(Images for object localization)
—————

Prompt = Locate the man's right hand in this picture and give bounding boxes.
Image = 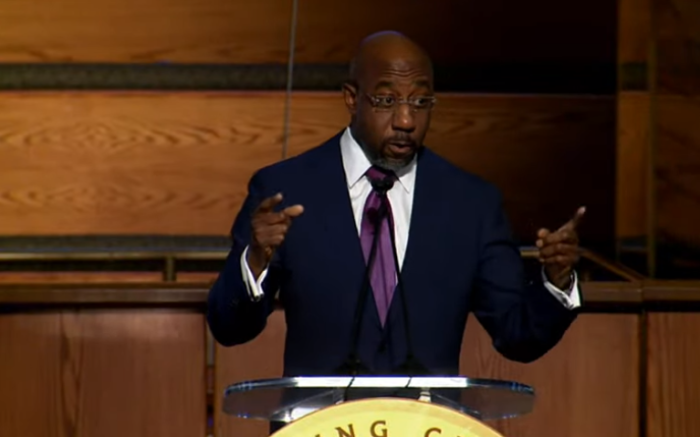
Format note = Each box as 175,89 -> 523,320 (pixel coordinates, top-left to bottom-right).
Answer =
247,193 -> 304,279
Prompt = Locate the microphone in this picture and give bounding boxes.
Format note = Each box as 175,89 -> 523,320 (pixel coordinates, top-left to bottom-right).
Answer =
372,177 -> 429,375
336,174 -> 429,378
335,178 -> 388,376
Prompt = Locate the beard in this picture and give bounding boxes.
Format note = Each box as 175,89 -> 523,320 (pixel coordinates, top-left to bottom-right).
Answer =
359,138 -> 417,172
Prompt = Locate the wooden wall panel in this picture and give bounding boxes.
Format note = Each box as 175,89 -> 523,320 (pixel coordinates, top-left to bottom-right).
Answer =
0,310 -> 206,437
656,96 -> 700,247
653,0 -> 700,254
288,93 -> 616,251
647,313 -> 700,437
0,92 -> 285,235
461,314 -> 640,437
214,310 -> 285,437
617,92 -> 651,239
654,0 -> 700,95
294,0 -> 614,64
618,0 -> 651,65
0,0 -> 290,63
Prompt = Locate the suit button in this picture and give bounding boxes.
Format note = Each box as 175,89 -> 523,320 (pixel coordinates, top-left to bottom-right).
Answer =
378,340 -> 386,352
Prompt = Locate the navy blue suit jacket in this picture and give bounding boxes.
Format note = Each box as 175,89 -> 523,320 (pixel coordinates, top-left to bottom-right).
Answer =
207,132 -> 579,377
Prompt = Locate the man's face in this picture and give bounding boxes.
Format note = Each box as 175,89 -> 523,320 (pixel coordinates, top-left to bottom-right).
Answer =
344,56 -> 434,172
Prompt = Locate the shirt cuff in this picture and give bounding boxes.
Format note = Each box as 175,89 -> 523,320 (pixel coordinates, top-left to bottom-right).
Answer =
541,268 -> 582,310
240,246 -> 269,302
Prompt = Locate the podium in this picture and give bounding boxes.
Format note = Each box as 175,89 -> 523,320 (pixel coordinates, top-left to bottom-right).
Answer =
223,376 -> 534,437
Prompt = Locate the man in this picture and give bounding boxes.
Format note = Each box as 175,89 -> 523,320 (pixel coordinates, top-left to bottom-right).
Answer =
208,31 -> 583,381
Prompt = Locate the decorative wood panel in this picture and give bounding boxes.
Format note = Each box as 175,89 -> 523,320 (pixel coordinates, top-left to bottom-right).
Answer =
0,0 -> 290,63
0,310 -> 206,437
617,92 -> 651,239
214,310 -> 286,437
619,0 -> 652,65
656,96 -> 700,247
654,0 -> 700,94
0,92 -> 285,235
461,314 -> 640,437
288,92 -> 616,252
647,313 -> 700,437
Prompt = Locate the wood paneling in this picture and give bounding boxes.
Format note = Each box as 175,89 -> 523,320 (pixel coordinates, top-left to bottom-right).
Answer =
647,313 -> 700,437
0,310 -> 206,437
654,0 -> 700,94
0,92 -> 615,247
294,0 -> 614,64
288,93 -> 616,251
0,0 -> 290,63
461,314 -> 640,437
619,0 -> 651,65
656,96 -> 700,247
214,310 -> 285,437
0,92 -> 285,235
617,92 -> 651,239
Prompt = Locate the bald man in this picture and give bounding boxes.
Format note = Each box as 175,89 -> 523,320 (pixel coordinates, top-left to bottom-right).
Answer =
208,29 -> 582,396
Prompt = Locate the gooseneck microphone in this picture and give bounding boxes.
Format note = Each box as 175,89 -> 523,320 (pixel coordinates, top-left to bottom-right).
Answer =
336,174 -> 428,378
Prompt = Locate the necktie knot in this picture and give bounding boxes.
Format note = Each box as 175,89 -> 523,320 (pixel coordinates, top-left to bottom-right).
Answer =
366,166 -> 396,194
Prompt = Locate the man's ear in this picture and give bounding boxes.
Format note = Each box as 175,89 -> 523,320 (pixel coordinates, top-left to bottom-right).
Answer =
342,82 -> 358,115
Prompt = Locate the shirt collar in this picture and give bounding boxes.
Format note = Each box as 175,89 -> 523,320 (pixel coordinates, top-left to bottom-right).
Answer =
339,127 -> 416,193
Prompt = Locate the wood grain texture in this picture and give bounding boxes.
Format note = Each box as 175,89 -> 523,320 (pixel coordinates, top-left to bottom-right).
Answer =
0,0 -> 290,63
619,0 -> 651,64
288,92 -> 616,251
461,314 -> 640,437
617,92 -> 651,239
654,0 -> 700,94
0,310 -> 206,437
0,92 -> 285,235
0,281 -> 646,305
656,96 -> 700,246
294,0 -> 614,64
214,310 -> 286,437
647,313 -> 700,437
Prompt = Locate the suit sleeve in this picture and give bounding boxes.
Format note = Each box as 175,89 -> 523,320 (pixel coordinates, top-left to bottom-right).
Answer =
206,171 -> 283,346
470,188 -> 580,363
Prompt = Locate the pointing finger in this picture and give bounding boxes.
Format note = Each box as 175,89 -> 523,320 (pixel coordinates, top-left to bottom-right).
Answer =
536,228 -> 550,248
256,193 -> 284,213
283,204 -> 305,218
559,206 -> 586,232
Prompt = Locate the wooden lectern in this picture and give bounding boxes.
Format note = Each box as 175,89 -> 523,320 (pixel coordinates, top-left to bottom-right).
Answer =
223,376 -> 534,436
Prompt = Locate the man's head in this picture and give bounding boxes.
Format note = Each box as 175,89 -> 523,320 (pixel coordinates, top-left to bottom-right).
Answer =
343,31 -> 435,172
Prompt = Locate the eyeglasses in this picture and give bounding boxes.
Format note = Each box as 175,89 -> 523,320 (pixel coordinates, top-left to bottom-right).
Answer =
365,94 -> 437,112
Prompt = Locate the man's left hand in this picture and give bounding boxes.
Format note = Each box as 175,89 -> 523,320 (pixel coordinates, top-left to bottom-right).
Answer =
535,206 -> 586,291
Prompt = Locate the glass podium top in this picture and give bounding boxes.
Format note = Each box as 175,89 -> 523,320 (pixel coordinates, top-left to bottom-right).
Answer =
223,376 -> 535,423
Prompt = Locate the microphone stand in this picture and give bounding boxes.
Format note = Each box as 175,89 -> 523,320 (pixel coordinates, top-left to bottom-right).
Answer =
380,190 -> 430,376
336,177 -> 429,377
334,184 -> 388,377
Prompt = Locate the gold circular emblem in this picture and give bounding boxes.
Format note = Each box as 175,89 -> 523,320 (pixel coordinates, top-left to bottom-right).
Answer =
271,398 -> 504,437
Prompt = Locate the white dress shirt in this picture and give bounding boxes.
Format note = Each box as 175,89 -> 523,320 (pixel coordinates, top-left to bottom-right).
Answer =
240,127 -> 581,309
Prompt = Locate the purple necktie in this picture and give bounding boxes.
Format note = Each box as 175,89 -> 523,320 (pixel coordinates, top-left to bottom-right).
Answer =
360,166 -> 397,326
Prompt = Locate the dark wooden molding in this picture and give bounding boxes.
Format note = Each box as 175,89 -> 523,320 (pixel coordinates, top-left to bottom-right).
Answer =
0,62 -> 615,94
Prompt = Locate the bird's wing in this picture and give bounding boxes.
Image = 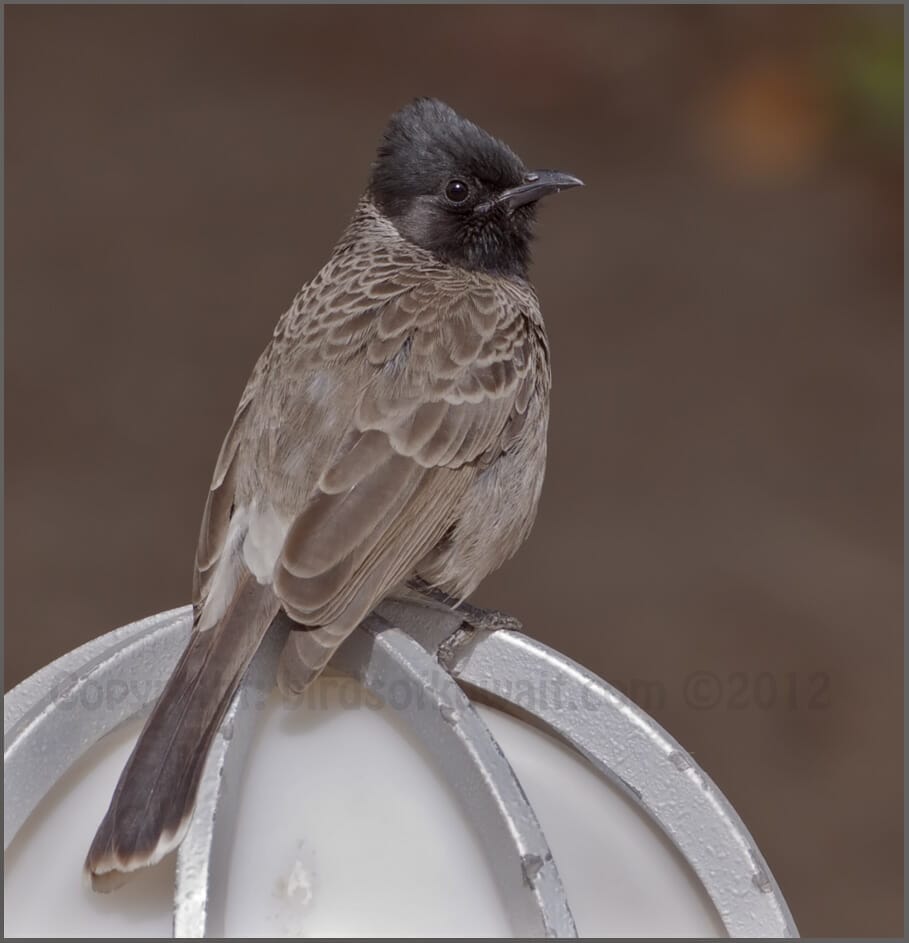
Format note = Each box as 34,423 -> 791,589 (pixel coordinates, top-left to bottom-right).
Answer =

—————

Exercise aim
When a line in the data contains "podium", return it as written.

Expected answer
Prompt = Locate the podium in this picture and give bounding boxes.
Prompt = Locate the glass podium top in this picture and give bounding boxes.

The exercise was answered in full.